SOURCE:
# Goldens Cut Bait Fly



## Saltwater Fly Guy (Apr 27, 2011)

Golden asked how the cut bait fly was going, so I made one up for him. Kinda an unusual request for a fly. Ask him to see it because I sending it today.
Saltwater Fly Guy


----------



## mikedeleon (Aug 9, 2010)

Now that is funny. I am curious how he intends to fish it. That might be crossing the line between fly fishing and fishing with a fly rod if you get what I mean. 

If he has to use that indicator (bobber) while fishing with it you might as well be fishing with real cut bait or at least soak that fly in some blood.


----------



## Golden (Aug 1, 2006)

DOOD I AM SO GUNNA FISH THAT THING!!!!
Working on the rattles for the "indicator" right now! 
Even making a refillable pouch for the "SMELLY JELLY"
Troutskies you gunna go DOWN! :dance:
SWEEET. Look for Photos soon!

Oh by the way it Raining outside WHOOHOO!


----------



## mikedeleon (Aug 9, 2010)

Golden said:


> DOOD I AM SO GUNNA FISH THAT THING!!!!
> Working on the rattles for the "indicator" right now!
> Even making a refillable pouch for the "SMELLY JELLY"
> Troutskies you gunna go DOWN! :dance:
> ...

SET TASK 1:
In the cut bait fly thread, what is Golden making a refillable pouch for?
SET TASK 2:
Summarize the cut bait fly thread in two sentences.
SET TASK 3:
Pick up the cut bait fly thread after its last line and continue it.
The records that come next have no connection to the cut bait fly thread.

GIVEN DATA:
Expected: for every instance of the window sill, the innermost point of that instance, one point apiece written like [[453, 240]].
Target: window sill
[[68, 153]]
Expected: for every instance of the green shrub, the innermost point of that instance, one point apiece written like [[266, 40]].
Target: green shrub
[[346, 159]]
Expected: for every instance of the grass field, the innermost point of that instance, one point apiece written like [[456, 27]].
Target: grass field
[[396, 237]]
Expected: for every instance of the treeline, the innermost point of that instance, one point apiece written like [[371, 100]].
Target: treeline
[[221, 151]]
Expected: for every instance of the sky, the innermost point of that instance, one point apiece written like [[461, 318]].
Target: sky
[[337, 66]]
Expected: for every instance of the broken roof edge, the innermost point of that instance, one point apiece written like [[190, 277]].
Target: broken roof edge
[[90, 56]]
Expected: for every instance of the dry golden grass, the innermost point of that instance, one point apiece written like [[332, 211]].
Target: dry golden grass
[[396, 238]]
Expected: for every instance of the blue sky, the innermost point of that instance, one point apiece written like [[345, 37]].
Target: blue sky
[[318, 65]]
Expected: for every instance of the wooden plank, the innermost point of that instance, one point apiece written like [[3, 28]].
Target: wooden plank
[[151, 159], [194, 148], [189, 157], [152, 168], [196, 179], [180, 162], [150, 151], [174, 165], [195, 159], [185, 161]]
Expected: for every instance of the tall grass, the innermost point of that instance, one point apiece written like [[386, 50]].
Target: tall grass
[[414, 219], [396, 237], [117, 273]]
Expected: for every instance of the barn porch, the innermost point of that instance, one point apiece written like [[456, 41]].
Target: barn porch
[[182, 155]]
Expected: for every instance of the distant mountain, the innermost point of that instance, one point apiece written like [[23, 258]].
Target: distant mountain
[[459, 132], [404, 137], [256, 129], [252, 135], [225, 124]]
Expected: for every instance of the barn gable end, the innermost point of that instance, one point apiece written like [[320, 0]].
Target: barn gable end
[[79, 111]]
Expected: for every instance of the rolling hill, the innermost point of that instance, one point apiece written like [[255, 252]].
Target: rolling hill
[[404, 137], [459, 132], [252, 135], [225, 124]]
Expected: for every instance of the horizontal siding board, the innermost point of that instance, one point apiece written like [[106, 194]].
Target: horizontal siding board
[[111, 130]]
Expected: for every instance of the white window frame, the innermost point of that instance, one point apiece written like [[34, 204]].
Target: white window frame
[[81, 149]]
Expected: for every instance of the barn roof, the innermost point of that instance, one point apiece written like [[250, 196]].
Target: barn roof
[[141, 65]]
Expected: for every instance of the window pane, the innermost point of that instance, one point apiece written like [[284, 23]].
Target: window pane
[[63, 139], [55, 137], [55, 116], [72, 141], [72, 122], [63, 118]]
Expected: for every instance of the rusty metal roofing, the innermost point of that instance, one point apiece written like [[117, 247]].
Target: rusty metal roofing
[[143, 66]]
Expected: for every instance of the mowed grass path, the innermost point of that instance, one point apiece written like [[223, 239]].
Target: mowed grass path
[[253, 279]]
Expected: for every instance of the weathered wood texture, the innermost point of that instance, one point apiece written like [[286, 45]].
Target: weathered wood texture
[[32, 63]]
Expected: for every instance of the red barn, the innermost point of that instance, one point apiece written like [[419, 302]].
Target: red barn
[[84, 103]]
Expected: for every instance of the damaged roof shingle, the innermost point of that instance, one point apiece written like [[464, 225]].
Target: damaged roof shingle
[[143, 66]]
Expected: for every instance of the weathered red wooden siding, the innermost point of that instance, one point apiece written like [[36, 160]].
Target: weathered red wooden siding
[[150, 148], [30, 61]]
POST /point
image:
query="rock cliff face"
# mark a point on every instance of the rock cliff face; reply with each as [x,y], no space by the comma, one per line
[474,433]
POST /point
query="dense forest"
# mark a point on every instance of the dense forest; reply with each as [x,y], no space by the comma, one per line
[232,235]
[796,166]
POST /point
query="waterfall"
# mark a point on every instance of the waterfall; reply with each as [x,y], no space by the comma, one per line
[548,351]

TASK RESULT 1:
The "SMELLY JELLY."

TASK RESULT 2:
At Golden's request, Saltwater Fly Guy tied a cut bait fly and is sending it to him that day. mikedeleon jokes that fishing it under an indicator might cross the line from fly fishing into fishing with a fly rod, while Golden insists he will fish it and is already working on rattles for the "indicator" and a refillable pouch for "SMELLY JELLY."

TASK RESULT 3:
I figured you would be at the jetties soaking that thing down to the bottom trying to pick up a bull red.

Do I even need to ask what smelly jelly is? A nalgene water bottle might make a good refillable container that won't leak.


----------



## Saltwater Fly Guy (Apr 27, 2011)

*Legal?*

Would that fly get you DQ in a fly fishing tournament?


----------



## Boboe (Feb 11, 2009)

Saltwater Fly Guy said:


> Would that fly get you DQ in a fly fishing tournament?


Why should it? It's not THAT different from a baitfish pattern. It's tied with synthetic fly materials that are pretty common. It appears that it was traditionally tied in a vice. It's more of a "real" fly than a spoon fly or a gummy minnow is, and aren't those pretty well accepted?

The only way it'd disqualify you is if you added bait to it. Then you're just bait fishing with a fly rod.


----------



## Dawg (Oct 4, 2010)

What kind of depth would you set the fly at under the indicator?


----------



## Golden (Aug 1, 2006)

That fly looks like one we use for jacks, kings or ling. As far as depth, I will be using it on a floating line in about three foot of water where the flats just start to fade into deeper water or to raise fish out of some large potholes. Can you just see that indicator disappear like right NOW. I'll try to get it on video. I can imaging with a clacking bead arrangement it will work just like a "Mauler" setup. Strip hard and let sit as the fly floats downward BAM! 

The way to throw the rig would not be that much different than throwing a small midge and dropper rig. More of a "let it load the rod while in the water behind you first" then do an overhead long-arm throw and single haul on the forecast. Probably can throw fifty feet without much of a problem. Trick is not to get the fly ahead of the "indicator" or its tangle city.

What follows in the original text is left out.